▸ **Textauszug**:
....................
Kevin Fowler: Loose, Loud & Crazy
Wirft man einen Blick in die aktuellen Countrycharts, dann findet man viel, aber nur wenig, das den Namen Country wirklich verdient. Um die wahre, unverfälschte Country Music zu finden, muss man sich als musikinteressierter Mensch also schon ein bisschen mehr einfallen lassen, als sich einfach nur an den Charts zu orientieren. Und wenn man dann lange genug gesucht hat, dann stößt man irgendwann auf so jemanden wie Kevin Fowler, einen Künstler, der schon seit Ende der 90er Jahre in den texanischen Honky Tonks sein Unwesen treibt.
Sein Song „100% Texan“, von seinem Debütalbum „Beer, Bait And Ammo“ (2000), hat sich inzwischen zu einer Art Nationalhymne aller Texaner entwickelt. 2004 erschien mit „Loose, Loud & Crazy“ sein drittes Studioalbum, von dem ich überzeugt bin, dass es selbst ein Jahr nach Veröffentlichung noch nicht die Beachtung bekommen hat, die es eigentlich verdient hätte.
Kevin Fowler zeigt auf diesem Album, dass er absolut keine Berührungsängste mit den verschiedenen Stilen der Countrymusic hat. So präsentiert er mit „Get Along“ lupenreinen Westernswing, bei dem selbst Bob Wills ins Wanken gekommen wäre. Bei „Triple Crown“ wagt er sich dann sogar bis in die Sümpfe Louisianas vor und lässt einige Cajunklänge einfließen. Auch sonst mangelt es keineswegs an Honky Tonk-Schunklern und diversen Drinking Songs, wie „Lord Loves The Drinkin‘ Man“, das durch Mark Chesnutt auch außerhalb von Texas bekannt wurde.
....................
▸ **Aufgabe**:
Setze den Text über Kevin Fowlers Album „Loose, Loud & Crazy“ nach seinem letzten Satz fort. Das Material wird hierfür nicht gebraucht.

▸ **Datensatz**:
....................
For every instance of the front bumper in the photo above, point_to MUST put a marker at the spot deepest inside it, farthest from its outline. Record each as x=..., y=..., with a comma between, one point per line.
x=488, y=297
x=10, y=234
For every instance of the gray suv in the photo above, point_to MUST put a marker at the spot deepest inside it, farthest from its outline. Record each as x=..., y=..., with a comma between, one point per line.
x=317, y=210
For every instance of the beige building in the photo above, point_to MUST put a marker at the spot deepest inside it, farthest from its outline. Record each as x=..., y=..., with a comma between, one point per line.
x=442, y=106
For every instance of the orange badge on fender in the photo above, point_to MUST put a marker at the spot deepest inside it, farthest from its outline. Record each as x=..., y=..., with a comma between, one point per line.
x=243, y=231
....................
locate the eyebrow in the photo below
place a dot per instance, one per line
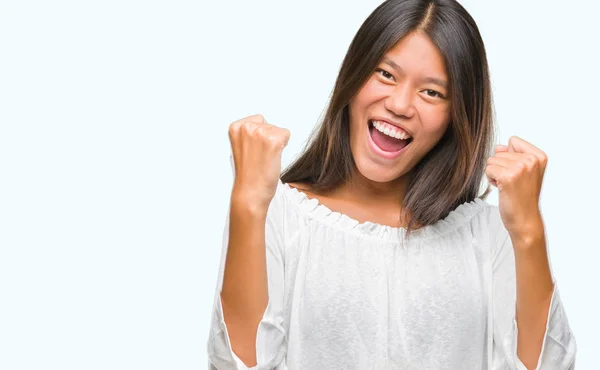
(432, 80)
....................
▸ **Lösung**:
Ein verstecktes Juwel auf dieser CD ist der Song „Half“, in dem es um eine von Männern geschädigte Frau geht, die sich nun – dank der glorreichen Erfindung der Scheidung und des Ehevertrags – an der Hälfte des gemeinsamen Besitzes erfreuen darf. Wie so oft ist die Frau dabei der klare Gewinner: „Once she was crying, but she’s got the last laugh, she said: honey, honey, I take half“. Sowohl textlich als auch musikalisch ist dieser Song ein absoluter Hörgenuss, nicht zuletzt wegen der gar lustig anmutenden Phrasierungen, mit denen Kevin Fowler die Zeilen einer jeden Strophe beendet.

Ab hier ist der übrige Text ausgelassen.